- [Text extract]
__________
As far as the dried tofu sheets, which I think it is called Yuba , although I could be wrong. its is made by simmering soy milk, asa it cools aa film forms on the top of the soy milk. It is usually dried one of 2 ways. One , as a sheet . It is picked up with a long stick and the sheet is left to dry. The other ways it is kind made into , for lack of better works, a stick - like shape ( its kinda the sheets condensed / squished together so it folds up on itself causing this shape.

Both the sheet and 'sticks' need to be hydrated before use so they aren't crunch and are pliable. Although, I have seen them in a ' fresh form' at the Asian market. Kinda like the difference between fresh pasta and dried pasta

The sheets are often used to wrap things up, kinda like an egg roll. It Has a chewy consistency ( when hydrated).
__________
- [Problem description] Set down the dried tofu sheets text word for word, in full.

Saved data entries
__________
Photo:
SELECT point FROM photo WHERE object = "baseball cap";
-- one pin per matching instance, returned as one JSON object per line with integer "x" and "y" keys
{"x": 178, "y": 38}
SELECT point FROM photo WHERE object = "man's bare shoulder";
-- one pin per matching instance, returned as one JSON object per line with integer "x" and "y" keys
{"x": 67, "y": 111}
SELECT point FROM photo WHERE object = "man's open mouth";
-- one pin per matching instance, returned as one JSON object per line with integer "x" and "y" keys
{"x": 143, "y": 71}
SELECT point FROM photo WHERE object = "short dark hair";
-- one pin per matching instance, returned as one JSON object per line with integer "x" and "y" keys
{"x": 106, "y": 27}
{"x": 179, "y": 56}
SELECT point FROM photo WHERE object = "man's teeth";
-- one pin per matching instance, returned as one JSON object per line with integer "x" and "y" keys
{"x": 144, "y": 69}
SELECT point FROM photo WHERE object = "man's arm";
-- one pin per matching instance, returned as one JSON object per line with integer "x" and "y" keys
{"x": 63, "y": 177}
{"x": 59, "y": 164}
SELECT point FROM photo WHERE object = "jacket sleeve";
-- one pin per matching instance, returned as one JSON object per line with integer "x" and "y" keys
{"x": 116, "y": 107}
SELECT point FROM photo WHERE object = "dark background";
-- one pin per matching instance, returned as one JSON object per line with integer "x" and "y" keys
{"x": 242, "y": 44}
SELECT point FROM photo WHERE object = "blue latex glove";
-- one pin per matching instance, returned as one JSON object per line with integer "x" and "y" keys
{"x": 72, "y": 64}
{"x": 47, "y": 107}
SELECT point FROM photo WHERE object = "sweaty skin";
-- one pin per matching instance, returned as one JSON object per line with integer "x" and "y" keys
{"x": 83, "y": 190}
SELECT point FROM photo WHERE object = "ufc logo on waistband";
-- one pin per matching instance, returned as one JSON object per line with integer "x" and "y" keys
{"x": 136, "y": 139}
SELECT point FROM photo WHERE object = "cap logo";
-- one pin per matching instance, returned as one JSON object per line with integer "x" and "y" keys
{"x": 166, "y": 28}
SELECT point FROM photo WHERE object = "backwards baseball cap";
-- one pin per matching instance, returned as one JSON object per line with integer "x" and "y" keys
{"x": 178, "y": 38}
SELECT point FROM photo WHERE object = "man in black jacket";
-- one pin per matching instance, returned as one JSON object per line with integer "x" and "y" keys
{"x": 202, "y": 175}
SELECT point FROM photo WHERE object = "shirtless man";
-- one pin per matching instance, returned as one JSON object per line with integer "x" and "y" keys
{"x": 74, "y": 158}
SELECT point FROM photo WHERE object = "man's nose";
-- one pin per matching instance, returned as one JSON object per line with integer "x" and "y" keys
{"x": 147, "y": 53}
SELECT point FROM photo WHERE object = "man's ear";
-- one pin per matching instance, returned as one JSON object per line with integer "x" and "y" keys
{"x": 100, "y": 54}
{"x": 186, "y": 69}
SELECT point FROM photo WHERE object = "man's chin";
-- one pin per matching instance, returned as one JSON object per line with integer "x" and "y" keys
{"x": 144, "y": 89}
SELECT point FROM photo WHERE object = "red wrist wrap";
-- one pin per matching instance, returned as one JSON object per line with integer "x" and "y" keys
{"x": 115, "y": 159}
__________
- [Response to this task]
As far as the dried tofu sheets, which I think it is called Yuba , although I could be wrong. its is made by simmering soy milk, asa it cools aa film forms on the top of the soy milk. It is usually dried one of 2 ways. One , as a sheet . It is picked up with a long stick and the sheet is left to dry. The other ways it is kind made into , for lack of better works, a stick - like shape ( its kinda the sheets condensed / squished together so it folds up on itself causing this shape.

Both the sheet and 'sticks' need to be hydrated before use so they aren't crunch and are pliable. Although, I have seen them in a ' fresh form' at the Asian market. Kinda like the difference between fresh pasta and dried pasta

The sheets are often used to wrap things up, kinda like an egg roll. It Has a chewy consistency ( when hydrated).